Copy every line of the data that includes the string "below".

*** Opening of Data for this exercise ***

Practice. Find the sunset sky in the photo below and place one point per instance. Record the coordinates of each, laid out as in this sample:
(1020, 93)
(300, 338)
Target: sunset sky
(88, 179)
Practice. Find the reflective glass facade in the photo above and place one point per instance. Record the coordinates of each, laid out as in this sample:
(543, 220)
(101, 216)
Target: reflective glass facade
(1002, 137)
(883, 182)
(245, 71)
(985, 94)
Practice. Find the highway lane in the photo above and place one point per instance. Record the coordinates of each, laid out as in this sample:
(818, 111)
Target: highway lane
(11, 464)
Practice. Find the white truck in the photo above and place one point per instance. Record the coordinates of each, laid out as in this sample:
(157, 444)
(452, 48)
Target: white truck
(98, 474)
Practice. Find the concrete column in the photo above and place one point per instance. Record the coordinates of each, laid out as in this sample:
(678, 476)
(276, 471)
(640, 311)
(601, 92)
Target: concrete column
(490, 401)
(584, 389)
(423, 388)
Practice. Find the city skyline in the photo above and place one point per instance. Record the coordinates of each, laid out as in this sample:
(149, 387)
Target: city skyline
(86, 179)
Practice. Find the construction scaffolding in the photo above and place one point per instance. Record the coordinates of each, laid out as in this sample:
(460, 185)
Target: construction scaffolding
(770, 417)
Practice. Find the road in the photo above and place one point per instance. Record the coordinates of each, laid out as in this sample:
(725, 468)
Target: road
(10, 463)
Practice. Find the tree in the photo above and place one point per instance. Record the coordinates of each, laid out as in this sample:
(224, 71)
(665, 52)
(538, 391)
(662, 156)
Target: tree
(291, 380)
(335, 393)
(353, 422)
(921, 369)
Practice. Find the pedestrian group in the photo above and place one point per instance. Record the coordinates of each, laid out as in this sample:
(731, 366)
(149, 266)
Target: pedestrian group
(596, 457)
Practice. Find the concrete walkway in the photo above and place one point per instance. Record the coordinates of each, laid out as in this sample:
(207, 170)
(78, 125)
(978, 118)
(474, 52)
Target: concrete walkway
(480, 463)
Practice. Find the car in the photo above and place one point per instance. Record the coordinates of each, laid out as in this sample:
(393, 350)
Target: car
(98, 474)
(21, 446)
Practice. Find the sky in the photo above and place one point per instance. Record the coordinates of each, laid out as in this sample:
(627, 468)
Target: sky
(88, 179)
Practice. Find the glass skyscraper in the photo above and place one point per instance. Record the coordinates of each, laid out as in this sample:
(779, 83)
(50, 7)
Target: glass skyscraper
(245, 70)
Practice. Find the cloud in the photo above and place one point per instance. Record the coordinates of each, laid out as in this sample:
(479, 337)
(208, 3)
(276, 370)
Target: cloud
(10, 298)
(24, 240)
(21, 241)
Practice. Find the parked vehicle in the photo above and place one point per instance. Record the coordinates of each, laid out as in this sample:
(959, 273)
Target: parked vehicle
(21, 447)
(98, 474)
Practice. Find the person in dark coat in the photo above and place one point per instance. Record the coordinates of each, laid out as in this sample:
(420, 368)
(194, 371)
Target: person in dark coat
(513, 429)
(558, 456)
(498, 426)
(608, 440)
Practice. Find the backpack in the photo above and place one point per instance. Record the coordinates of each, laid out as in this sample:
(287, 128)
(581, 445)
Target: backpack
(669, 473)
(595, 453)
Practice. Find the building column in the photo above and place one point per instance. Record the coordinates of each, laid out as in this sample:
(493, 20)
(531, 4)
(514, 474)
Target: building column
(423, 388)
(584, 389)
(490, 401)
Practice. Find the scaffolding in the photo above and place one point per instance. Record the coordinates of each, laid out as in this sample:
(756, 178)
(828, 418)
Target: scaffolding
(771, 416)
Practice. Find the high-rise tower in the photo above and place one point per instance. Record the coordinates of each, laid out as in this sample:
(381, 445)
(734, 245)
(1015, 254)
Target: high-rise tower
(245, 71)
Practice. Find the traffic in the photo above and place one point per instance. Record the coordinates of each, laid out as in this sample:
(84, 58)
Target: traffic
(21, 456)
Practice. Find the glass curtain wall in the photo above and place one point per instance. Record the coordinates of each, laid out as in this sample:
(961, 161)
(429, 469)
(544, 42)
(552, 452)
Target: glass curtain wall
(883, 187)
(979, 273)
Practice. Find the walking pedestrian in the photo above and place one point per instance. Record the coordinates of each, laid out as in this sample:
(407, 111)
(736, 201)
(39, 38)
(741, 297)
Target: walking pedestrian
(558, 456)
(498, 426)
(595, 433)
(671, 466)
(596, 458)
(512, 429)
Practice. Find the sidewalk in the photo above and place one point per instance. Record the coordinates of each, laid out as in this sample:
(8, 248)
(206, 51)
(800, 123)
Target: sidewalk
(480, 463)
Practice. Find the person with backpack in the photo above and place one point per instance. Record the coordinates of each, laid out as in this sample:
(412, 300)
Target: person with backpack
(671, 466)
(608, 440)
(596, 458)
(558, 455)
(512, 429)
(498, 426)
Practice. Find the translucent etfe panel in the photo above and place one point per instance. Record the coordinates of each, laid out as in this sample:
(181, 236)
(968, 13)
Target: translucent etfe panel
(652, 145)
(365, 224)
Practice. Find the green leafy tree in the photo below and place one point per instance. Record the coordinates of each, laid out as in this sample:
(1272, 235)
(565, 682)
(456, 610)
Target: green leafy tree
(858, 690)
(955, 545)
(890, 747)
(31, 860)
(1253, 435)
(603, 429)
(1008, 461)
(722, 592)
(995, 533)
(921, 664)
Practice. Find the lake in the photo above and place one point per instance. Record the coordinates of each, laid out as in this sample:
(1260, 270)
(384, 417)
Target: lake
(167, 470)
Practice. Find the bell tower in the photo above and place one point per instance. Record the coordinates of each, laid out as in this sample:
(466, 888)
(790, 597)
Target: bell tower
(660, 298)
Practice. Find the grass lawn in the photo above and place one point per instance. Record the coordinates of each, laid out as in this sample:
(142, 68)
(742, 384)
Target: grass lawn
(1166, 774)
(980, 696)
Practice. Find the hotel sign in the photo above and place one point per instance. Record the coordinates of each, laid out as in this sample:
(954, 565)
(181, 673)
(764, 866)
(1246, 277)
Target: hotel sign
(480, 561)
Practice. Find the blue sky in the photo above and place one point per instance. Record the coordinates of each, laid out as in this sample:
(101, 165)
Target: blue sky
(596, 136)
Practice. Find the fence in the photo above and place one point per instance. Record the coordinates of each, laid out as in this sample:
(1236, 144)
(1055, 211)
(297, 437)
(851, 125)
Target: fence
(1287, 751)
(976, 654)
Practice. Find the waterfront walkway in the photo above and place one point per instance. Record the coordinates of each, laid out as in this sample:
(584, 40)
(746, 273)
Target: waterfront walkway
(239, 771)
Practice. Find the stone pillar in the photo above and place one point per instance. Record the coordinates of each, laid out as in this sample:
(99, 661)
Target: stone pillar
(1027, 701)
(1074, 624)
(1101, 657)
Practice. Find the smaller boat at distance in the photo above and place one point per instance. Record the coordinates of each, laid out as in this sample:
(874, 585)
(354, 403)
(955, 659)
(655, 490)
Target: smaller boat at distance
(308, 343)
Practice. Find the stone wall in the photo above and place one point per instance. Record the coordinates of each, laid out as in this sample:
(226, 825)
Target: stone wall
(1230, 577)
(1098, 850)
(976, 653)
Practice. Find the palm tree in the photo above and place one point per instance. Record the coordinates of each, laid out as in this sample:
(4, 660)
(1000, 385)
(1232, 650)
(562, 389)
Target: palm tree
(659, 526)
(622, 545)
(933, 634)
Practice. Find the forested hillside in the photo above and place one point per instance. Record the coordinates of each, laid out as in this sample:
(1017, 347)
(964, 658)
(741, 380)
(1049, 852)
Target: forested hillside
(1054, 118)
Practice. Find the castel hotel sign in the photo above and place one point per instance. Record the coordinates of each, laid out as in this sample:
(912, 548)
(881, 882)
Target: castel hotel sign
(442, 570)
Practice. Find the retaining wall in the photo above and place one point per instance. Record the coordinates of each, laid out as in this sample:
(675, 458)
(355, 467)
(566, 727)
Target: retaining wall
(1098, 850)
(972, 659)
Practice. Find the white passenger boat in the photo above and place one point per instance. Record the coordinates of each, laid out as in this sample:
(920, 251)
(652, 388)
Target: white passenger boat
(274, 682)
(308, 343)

*** Close of Data for this exercise ***

• [Problem solution]
Practice. Find the sunset sky in the photo below and place one point per instance. Record the coordinates of each, laid out as in this sample:
Practice. Find the green leafy tree in the photo below and place one point per instance. Record the coordinates of each, laid out as in this sample:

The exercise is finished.